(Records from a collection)
►

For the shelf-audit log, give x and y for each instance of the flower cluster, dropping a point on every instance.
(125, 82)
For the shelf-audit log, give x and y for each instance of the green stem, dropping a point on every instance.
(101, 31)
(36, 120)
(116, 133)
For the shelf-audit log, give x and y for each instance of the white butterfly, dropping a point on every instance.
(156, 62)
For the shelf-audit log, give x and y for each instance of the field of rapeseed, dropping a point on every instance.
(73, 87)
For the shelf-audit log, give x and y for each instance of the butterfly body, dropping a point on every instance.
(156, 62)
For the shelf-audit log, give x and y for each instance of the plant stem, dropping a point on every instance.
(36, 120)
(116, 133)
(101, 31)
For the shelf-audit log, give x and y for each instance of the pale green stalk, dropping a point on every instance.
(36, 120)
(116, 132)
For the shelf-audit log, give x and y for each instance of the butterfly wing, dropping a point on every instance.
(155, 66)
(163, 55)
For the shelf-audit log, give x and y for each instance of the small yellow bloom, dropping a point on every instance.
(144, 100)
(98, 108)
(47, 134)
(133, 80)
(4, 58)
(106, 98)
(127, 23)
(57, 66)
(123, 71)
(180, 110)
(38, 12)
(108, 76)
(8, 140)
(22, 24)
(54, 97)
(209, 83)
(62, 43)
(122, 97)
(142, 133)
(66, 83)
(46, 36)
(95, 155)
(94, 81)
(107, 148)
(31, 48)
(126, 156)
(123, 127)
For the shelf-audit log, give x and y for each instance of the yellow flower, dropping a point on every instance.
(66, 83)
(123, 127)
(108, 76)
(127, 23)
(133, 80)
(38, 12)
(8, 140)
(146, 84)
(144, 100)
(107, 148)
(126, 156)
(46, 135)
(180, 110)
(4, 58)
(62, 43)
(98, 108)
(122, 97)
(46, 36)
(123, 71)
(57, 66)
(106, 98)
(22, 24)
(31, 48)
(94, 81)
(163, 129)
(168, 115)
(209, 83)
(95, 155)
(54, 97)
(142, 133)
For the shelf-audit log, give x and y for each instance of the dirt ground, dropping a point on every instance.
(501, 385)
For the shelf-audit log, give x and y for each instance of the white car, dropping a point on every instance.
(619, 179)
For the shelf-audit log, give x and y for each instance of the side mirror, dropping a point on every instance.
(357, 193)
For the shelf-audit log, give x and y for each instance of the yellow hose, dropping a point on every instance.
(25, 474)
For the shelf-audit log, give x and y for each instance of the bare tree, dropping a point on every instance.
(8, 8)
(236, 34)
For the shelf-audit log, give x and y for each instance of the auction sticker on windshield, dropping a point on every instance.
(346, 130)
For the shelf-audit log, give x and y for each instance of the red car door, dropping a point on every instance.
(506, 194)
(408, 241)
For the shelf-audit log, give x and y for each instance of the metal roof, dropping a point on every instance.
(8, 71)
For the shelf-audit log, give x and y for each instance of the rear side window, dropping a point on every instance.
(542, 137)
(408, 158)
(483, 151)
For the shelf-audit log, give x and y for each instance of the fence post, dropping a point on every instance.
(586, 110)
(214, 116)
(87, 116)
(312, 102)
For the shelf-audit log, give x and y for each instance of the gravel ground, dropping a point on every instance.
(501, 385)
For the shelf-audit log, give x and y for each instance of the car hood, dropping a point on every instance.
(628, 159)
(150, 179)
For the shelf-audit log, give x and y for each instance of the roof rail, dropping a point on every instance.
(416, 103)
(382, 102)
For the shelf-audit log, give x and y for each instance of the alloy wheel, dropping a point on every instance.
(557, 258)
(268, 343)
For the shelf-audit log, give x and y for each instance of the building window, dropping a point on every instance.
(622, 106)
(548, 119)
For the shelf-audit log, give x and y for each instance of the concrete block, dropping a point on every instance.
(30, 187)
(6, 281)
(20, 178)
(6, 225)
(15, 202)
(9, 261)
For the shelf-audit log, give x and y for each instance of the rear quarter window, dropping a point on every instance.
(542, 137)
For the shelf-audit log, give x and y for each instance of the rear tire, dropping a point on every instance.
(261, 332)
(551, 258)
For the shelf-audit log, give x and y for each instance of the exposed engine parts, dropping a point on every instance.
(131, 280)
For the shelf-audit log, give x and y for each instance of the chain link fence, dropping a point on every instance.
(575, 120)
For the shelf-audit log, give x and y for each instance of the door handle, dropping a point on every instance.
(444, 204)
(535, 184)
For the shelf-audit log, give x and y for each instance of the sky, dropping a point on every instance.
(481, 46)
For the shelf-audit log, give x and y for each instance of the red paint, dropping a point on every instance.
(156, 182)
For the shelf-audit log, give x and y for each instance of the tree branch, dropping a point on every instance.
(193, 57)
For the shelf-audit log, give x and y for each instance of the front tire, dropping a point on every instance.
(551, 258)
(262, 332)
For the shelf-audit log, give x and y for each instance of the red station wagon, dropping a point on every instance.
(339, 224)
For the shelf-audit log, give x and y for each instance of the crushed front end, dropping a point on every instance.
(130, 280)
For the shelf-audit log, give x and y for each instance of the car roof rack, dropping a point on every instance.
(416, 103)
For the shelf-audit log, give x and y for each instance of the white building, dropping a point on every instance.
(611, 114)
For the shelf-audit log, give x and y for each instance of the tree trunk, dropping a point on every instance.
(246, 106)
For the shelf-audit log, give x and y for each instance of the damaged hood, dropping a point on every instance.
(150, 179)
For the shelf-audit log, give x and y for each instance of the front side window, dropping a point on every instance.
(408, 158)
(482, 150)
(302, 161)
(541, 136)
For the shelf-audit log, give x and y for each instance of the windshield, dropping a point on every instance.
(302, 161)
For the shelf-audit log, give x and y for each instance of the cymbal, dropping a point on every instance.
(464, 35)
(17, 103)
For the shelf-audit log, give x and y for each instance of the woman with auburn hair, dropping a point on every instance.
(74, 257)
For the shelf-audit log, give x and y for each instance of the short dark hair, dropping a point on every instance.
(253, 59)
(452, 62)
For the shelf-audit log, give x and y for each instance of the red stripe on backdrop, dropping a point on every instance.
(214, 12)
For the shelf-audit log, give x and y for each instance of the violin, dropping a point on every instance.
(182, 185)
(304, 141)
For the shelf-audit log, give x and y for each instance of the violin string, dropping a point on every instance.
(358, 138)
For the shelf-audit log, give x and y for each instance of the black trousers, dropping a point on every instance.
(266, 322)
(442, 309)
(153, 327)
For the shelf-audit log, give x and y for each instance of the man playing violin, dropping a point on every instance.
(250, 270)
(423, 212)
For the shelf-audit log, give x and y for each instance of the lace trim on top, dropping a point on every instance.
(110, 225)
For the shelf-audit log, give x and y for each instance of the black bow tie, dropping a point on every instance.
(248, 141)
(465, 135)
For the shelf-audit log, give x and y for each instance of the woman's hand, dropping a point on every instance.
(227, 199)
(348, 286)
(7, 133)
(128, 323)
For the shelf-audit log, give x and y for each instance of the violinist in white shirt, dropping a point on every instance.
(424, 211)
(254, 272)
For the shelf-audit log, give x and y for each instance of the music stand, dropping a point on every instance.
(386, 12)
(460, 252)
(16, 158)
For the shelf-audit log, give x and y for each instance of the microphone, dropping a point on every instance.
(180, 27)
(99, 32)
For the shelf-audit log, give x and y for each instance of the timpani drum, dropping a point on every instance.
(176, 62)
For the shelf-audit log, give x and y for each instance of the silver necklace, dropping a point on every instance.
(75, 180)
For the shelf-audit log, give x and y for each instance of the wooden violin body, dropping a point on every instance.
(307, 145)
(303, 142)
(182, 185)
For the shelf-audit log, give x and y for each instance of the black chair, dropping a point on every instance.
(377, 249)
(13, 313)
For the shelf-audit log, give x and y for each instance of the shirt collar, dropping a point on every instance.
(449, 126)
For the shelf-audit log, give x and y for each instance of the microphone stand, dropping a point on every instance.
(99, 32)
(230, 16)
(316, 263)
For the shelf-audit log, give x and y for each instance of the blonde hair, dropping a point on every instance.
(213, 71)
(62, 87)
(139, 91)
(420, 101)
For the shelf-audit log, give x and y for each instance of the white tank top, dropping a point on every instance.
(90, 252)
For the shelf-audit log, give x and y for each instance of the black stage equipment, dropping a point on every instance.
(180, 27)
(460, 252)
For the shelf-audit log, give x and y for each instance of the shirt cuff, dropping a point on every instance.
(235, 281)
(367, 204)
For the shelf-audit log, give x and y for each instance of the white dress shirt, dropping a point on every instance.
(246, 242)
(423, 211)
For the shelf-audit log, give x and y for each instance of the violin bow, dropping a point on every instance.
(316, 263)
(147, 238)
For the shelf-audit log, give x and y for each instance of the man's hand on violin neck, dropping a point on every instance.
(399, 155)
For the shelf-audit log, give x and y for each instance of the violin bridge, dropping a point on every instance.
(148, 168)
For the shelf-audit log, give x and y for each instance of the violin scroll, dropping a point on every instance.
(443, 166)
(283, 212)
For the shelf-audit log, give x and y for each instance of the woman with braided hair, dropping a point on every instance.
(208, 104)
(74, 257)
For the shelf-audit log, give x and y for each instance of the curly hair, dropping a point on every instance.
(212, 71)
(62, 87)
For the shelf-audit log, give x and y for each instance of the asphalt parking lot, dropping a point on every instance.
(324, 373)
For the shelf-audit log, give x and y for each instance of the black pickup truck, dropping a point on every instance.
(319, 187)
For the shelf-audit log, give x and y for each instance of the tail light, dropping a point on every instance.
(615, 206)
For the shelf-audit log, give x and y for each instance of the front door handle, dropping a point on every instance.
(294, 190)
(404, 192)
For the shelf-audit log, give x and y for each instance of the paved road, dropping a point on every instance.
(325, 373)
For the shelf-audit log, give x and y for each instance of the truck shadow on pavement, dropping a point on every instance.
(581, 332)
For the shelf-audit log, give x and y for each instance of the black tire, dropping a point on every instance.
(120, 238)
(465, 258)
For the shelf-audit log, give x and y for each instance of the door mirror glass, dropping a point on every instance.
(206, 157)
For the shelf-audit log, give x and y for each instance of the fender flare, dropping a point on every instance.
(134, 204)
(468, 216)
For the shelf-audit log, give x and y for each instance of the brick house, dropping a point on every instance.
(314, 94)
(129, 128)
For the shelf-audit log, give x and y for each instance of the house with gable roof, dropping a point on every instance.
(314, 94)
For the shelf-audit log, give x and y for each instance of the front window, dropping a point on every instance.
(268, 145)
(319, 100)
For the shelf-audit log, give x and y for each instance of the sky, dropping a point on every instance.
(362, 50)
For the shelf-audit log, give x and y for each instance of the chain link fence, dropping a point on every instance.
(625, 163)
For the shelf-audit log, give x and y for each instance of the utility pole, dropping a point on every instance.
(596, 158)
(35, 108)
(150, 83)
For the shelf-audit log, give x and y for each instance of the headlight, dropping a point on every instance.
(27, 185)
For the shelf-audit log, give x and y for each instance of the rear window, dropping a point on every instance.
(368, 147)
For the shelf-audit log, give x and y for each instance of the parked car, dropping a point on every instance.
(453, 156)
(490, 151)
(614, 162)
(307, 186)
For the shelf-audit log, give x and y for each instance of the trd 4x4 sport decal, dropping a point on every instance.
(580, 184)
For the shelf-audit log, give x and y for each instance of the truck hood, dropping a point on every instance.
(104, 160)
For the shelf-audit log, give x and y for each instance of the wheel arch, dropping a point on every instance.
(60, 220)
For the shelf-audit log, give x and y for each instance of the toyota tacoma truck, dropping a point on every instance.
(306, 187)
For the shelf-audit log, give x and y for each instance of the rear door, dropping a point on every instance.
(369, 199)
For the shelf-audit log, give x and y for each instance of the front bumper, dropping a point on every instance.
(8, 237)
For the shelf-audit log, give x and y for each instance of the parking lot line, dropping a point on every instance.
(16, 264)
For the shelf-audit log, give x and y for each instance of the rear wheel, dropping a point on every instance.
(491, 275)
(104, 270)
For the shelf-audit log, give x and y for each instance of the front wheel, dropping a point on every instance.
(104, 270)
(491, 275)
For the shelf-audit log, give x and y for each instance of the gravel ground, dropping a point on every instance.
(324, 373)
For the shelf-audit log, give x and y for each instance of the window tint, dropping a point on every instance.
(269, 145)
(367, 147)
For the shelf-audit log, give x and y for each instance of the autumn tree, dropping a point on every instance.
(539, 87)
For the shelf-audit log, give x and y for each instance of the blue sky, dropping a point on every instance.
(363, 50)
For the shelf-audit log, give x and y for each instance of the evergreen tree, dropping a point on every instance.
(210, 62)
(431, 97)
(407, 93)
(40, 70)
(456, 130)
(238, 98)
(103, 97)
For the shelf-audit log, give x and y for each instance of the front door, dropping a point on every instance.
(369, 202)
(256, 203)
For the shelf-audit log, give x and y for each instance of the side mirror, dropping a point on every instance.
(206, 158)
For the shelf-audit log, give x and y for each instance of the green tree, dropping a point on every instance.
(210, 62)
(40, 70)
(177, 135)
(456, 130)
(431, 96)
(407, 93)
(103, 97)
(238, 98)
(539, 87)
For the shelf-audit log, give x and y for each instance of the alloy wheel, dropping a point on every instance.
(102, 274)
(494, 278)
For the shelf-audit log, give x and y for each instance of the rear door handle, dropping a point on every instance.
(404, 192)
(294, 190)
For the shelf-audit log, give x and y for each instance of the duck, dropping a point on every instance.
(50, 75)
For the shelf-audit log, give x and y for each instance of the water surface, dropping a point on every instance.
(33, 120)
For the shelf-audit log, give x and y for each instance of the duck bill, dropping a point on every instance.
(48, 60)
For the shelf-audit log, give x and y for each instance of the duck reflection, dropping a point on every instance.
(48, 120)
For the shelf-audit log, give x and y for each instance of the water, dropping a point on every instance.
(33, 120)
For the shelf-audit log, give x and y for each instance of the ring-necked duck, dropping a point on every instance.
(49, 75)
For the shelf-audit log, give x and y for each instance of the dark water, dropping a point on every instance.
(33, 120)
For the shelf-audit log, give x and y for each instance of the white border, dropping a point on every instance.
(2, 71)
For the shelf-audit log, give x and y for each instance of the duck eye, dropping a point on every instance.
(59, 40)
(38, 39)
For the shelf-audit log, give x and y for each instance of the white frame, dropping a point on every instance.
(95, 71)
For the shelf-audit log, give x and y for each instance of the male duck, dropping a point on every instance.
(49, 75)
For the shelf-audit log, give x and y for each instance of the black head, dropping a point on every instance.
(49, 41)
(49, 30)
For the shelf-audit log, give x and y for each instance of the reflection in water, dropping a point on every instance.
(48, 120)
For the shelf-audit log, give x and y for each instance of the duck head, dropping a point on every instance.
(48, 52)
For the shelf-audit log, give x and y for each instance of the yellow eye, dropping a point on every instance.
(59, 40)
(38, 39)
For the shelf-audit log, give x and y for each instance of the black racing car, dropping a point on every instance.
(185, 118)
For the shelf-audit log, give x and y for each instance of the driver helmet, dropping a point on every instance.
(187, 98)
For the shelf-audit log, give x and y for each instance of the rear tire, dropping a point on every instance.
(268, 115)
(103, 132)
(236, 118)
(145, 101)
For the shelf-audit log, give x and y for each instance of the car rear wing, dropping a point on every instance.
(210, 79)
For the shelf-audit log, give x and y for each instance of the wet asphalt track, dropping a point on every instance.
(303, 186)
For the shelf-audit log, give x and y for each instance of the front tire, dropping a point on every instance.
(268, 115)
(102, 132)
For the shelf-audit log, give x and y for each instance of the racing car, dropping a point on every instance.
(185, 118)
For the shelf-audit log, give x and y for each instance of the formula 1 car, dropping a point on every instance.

◄

The line containing "duck head, dropping a point on every instance." marks where to begin; copy it and every later line exactly, through the end of the data.

For the shelf-audit log, give x and y for each instance of the duck head, dropping a point on every instance.
(48, 52)
For the shelf-audit log, give x and y for each instance of the yellow eye, dropping a point on every instance.
(59, 40)
(38, 39)
For the shelf-audit log, give x and y for each instance of the black racing car, dropping a point on every instance.
(185, 118)
For the shelf-audit log, give x and y for each instance of the driver helmet, dropping a point on every instance.
(187, 98)
For the shelf-audit log, give x and y for each instance of the rear tire, dropping a point on every instance.
(268, 115)
(103, 132)
(236, 118)
(145, 101)
For the shelf-audit log, give x and y for each instance of the car rear wing, dropping a point on every instance.
(210, 79)
For the shelf-audit log, give x and y for each instance of the wet asphalt track, dropping a point on every instance.
(303, 186)
For the shelf-audit log, give x and y for each instance of the front tire, dropping a point on every instance.
(268, 115)
(102, 132)
For the shelf-audit log, give x and y for each instance of the racing car, dropping a point on every instance.
(185, 118)
For the shelf-audit log, give x and y for each instance of the formula 1 car, dropping a point on every instance.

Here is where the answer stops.